:: Selected excerpt ::

Jen Barringer: Wired For Anything
by Marc Bloom
Jennifer Barringer, a senior at Oviedo High in Florida, is only 18 but seems to have lived a lifetime. As a child, she survived a life-threatening respiratory illness, and no one thought she'd become an athlete, much less a national-caliber distance runner. Last summer, when she needed to train for her senior year, Barringer endured major surgery on her jaw. For a month, she couldn't run or eat solid foods.
Not to worry. Barringer is not your average 18-year-old.
And not just because she was 3rd and 10th in the last two Foot Locker cross-country nationals, ran a 4:49.01 mile and 10:18.84 3200 meters on the track last season and has collected six state titles, including last fall's Florida 6A cross-country title by 57 seconds in 17:08 for 5k.
Her running is the least of it. Well, maybe not, because running (as Jen will tell you) sort of leads to everything else.
Speaking of running, Jen trains with her 37-year-old Oviedo coach Jay Getty, a former college runner. After college, Getty let himself go, and now he's in great shape again, thanks to Jen, who calls him her "project." Jay coaches Jen. And Jen coaches Jay.

:::

◆ Problem
Write out the profile of Jen Barringer above in full, word for word, including its title and byline.

:: Provided material ::

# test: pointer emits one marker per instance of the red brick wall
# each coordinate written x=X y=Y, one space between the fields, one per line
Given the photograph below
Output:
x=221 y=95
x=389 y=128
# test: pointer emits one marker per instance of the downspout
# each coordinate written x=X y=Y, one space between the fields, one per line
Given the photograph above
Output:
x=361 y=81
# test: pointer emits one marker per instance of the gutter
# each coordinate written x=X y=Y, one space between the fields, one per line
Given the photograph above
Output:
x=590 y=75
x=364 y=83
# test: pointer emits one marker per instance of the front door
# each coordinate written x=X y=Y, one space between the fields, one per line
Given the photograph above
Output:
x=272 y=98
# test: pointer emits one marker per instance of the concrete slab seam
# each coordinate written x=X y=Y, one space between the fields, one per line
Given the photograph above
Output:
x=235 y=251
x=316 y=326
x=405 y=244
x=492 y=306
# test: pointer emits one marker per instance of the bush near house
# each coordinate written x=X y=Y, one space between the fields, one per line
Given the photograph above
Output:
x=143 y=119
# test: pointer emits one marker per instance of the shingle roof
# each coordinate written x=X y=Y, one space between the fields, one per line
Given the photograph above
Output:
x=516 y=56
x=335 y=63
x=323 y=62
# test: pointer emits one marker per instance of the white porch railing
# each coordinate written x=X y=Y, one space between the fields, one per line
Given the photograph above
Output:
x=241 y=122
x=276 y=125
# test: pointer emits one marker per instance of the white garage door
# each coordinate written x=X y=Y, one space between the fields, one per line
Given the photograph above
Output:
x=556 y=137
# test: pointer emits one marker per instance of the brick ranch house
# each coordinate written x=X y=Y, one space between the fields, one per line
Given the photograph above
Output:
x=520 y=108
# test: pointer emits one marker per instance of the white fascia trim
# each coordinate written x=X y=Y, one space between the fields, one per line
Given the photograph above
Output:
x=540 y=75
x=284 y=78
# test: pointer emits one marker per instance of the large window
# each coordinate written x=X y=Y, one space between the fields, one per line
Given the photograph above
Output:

:::

◆ Solution
Jen Barringer: Wired For Anything
by Marc Bloom
Jennifer Barringer, a senior at Oviedo High in Florida, is only 18 but seems to have lived a lifetime. As a child, she survived a life-threatening respiratory illness, and no one thought she'd become an athlete, much less a national-caliber distance runner. Last summer, when she needed to train for her senior year, Barringer endured major surgery on her jaw. For a month, she couldn't run or eat solid foods.
Not to worry. Barringer is not your average 18-year-old.
And not just because she was 3rd and 10th in the last two Foot Locker cross-country nationals, ran a 4:49.01 mile and 10:18.84 3200 meters on the track last season and has collected six state titles, including last fall's Florida 6A cross-country title by 57 seconds in 17:08 for 5k.
Her running is the least of it. Well, maybe not, because running (as Jen will tell you) sort of leads to everything else.
Speaking of running, Jen trains with her 37-year-old Oviedo coach Jay Getty, a former college runner. After college, Getty let himself go, and now he's in great shape again, thanks to Jen, who calls him her "project." Jay coaches Jen. And Jen coaches Jay.